# START OF Records shown

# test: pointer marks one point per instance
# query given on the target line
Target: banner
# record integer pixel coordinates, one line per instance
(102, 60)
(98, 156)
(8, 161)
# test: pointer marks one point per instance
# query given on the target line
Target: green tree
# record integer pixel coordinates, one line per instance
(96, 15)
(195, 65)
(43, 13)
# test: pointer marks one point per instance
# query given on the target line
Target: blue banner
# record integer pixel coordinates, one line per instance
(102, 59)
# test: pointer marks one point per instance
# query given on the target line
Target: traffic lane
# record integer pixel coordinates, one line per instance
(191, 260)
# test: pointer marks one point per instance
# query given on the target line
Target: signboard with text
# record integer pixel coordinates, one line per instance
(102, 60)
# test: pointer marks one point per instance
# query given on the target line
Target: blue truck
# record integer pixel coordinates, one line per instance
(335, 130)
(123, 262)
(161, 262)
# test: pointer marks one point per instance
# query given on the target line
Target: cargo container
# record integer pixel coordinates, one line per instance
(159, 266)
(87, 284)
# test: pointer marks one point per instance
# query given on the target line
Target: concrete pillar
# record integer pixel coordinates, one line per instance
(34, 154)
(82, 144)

# END OF Records shown

Copy all of the material above verbatim, line for line.

### Solution to this problem
# test: pointer marks one point per instance
# query given on the target line
Target: banner
# record integer pixel coordinates, one line per instance
(102, 60)
(98, 156)
(8, 161)
# test: pointer marks one point per instance
# query given on the target line
Target: green tree
# record integer pixel coordinates, one line per instance
(96, 15)
(195, 65)
(43, 13)
# test: pointer marks one point per instance
# query given on the target line
Target: blue banner
# record integer pixel coordinates, one line per instance
(102, 59)
# test: pointer marks one point per instance
# query given on the target line
Target: traffic lane
# record integer pixel coordinates, one line per instance
(191, 260)
# test: pointer marks one point per instance
# query given on the target line
Target: signboard with text
# record integer pixel coordinates, one line per instance
(102, 60)
# test: pointer marks one point per instance
# query given on the target line
Target: blue truck
# record integer pixel coordinates, one line per instance
(335, 130)
(123, 262)
(161, 262)
# test: pointer marks one point per instance
# query given on the target line
Target: cargo container
# record integer pixel coordinates, one line per instance
(159, 266)
(87, 284)
# test: pointer marks one point per instance
# query given on the target line
Target: concrete pillar
# record integer pixel coordinates, one line per instance
(34, 154)
(82, 144)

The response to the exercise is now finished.